→ **Exercise prompt**
The answer should be an exact copy of the lines from the one with "the dark sling" through the end of the listing below, with no other lines.
= = = = =
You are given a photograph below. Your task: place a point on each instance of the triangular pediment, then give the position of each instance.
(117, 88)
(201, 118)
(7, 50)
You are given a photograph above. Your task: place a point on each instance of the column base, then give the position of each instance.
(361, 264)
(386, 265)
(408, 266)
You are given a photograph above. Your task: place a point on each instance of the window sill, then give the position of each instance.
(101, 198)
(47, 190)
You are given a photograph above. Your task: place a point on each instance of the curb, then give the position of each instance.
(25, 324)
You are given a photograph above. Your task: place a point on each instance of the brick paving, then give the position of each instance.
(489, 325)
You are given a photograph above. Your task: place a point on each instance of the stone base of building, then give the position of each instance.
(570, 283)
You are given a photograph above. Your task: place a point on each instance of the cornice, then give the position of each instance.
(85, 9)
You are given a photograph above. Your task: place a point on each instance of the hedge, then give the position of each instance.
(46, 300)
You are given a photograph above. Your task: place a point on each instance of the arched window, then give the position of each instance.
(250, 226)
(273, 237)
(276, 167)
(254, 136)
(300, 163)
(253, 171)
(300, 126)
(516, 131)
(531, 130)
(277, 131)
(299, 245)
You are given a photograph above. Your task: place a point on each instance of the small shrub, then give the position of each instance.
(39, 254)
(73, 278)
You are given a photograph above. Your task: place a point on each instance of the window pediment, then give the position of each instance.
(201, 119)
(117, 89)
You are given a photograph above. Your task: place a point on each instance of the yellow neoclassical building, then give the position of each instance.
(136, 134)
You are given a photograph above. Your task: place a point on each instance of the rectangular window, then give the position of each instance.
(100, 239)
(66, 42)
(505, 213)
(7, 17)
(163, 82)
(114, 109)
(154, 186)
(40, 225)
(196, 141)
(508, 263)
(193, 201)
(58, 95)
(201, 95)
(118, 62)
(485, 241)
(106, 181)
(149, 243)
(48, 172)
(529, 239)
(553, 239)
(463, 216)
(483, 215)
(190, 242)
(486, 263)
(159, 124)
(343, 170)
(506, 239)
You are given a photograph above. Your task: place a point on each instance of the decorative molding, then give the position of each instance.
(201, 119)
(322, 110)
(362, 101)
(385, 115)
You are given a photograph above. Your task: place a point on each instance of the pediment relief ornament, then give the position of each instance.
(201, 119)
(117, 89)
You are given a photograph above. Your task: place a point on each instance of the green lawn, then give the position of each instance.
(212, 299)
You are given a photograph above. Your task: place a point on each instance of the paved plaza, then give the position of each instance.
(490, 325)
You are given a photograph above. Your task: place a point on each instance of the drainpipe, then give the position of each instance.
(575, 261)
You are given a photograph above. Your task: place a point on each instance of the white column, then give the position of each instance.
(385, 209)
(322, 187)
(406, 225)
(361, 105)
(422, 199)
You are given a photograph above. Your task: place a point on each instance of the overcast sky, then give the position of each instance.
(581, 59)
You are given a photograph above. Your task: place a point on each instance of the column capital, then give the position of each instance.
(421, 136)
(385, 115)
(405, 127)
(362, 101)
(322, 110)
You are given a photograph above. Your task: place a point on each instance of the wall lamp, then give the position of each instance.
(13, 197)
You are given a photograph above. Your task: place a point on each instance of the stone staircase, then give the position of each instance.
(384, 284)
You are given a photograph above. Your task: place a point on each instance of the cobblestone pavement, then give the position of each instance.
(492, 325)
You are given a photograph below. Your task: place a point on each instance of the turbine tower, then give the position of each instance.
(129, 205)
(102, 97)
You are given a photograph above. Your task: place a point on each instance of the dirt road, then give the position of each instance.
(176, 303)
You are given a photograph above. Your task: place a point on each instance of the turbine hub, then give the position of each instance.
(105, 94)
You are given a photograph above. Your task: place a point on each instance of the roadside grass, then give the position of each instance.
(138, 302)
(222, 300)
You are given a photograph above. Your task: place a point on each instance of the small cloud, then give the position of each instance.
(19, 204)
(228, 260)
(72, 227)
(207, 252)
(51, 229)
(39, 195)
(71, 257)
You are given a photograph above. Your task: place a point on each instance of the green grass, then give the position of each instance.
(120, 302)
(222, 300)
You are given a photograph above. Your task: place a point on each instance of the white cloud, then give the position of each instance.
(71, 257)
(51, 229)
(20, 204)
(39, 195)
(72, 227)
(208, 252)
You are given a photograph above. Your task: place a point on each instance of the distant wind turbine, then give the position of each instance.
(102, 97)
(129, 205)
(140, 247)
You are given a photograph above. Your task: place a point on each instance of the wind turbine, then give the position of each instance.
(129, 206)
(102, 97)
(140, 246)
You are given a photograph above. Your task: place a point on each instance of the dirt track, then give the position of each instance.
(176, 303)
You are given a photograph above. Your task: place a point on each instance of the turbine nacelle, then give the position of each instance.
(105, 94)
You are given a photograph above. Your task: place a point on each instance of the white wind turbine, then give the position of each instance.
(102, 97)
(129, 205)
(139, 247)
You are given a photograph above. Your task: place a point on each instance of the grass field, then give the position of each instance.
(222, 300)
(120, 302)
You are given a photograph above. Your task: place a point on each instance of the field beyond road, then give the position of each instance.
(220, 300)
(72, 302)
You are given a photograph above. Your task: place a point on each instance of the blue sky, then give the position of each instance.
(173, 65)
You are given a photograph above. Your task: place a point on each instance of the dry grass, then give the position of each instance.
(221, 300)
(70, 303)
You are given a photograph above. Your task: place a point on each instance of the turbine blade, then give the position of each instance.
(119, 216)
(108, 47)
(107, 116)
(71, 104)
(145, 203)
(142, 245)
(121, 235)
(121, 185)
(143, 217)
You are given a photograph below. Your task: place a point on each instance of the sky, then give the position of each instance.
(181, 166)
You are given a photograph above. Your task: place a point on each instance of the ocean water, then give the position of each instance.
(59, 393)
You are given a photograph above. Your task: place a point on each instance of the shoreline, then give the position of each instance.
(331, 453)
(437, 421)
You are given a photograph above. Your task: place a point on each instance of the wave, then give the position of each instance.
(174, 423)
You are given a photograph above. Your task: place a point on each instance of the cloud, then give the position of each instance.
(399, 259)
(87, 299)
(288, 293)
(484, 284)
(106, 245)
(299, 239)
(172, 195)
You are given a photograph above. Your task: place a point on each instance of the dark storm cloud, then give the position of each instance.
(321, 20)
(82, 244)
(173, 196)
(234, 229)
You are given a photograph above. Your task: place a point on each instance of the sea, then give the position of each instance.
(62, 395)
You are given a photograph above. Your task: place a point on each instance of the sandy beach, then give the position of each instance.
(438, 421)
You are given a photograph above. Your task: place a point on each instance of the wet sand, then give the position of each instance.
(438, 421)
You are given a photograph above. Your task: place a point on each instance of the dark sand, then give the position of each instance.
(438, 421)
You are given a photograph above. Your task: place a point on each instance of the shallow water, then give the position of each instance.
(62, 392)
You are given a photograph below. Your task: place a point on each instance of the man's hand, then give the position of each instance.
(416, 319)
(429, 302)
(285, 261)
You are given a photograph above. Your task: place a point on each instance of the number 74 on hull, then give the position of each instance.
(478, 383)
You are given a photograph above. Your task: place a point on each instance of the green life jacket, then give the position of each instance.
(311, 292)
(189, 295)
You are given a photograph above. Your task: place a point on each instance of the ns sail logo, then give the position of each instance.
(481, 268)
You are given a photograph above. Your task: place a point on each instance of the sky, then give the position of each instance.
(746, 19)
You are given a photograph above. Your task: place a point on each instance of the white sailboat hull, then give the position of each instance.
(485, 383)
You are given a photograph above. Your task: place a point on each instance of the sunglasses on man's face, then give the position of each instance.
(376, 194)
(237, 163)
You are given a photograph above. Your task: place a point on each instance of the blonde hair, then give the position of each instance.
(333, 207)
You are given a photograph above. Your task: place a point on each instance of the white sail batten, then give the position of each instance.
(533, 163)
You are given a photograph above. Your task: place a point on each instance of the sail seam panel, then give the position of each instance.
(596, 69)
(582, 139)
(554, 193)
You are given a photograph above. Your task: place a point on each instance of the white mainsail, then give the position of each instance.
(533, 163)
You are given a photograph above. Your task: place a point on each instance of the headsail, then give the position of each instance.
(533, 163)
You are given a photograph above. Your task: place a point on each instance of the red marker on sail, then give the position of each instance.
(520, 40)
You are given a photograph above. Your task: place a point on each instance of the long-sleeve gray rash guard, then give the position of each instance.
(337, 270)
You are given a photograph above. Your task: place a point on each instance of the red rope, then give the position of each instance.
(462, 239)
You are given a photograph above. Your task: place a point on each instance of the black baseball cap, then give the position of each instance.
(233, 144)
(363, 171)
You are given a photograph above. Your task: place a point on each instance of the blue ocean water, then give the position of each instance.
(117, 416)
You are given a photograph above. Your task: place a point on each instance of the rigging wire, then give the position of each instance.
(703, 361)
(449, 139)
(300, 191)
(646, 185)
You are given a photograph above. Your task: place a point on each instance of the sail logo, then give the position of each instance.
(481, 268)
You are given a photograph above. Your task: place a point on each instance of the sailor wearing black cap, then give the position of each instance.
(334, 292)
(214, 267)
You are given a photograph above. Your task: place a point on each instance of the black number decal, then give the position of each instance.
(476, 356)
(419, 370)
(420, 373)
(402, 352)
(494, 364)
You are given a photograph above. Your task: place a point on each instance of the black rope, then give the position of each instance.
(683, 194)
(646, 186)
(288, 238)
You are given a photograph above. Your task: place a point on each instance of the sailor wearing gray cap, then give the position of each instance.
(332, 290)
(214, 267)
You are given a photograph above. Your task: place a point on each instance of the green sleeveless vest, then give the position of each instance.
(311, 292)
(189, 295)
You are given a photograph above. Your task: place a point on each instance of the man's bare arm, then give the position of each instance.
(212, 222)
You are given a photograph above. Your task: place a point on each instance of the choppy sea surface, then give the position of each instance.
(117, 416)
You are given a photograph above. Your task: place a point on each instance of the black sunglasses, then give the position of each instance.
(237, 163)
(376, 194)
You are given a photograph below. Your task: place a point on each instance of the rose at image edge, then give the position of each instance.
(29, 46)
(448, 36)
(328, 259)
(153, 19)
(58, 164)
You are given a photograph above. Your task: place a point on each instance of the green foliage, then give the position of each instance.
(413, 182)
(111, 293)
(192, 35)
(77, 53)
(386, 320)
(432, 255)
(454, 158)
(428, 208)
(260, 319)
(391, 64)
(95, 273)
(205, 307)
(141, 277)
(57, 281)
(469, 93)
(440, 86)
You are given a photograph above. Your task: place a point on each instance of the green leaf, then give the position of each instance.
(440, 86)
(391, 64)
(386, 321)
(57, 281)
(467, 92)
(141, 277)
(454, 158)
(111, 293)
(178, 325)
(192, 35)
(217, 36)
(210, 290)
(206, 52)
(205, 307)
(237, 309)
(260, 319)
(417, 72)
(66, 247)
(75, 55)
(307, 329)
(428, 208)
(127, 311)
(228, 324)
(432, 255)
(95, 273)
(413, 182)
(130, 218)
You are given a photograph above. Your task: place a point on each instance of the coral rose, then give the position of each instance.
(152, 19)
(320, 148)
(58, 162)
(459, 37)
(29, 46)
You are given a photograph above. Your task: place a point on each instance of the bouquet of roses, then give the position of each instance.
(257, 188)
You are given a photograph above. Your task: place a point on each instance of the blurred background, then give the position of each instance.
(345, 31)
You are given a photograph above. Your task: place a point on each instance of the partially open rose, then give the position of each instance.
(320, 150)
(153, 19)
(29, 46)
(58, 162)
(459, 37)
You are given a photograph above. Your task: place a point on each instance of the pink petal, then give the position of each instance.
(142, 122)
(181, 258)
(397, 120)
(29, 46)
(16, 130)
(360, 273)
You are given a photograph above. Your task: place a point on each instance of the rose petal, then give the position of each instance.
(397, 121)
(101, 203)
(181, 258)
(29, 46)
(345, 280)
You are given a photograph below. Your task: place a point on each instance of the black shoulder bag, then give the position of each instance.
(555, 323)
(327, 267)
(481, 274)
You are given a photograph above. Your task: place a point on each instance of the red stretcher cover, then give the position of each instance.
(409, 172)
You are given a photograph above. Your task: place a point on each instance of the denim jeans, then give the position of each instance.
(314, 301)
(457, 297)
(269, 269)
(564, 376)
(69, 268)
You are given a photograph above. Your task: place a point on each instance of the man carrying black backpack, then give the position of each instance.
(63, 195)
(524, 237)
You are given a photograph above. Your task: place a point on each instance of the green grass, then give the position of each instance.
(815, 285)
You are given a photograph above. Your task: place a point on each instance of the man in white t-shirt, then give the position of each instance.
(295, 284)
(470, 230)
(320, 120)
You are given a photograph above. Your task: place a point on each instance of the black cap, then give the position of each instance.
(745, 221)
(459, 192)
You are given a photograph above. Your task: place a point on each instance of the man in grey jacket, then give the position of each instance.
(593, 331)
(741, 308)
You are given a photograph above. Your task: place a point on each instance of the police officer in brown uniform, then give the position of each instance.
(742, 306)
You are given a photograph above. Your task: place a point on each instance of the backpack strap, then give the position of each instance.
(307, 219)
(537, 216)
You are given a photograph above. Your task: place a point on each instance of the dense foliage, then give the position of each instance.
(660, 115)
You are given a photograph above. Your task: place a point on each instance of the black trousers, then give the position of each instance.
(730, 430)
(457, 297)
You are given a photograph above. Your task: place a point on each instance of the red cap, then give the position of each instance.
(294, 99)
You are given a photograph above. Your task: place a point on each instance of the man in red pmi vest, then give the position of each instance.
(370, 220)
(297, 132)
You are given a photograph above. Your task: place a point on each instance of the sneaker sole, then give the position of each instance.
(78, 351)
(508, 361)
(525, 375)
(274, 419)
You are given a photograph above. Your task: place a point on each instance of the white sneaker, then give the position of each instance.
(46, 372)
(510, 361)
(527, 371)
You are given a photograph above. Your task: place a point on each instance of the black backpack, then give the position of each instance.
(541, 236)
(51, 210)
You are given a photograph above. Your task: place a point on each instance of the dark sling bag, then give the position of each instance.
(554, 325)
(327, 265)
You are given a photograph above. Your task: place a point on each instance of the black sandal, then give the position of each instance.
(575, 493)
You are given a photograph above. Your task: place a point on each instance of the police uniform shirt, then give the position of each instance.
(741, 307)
= = = = =
→ **The answer**
You are given a photograph above. Your task: place a point on each instance of the dark sling bag, then give the position of each instance.
(554, 325)
(327, 265)
You are given a photograph above. Your task: place a point on each instance of the black sandal, then give the position of each instance.
(575, 493)
You are given a photograph above. Your task: place a point on each instance of the police uniform shirt, then give the position of each instance.
(741, 307)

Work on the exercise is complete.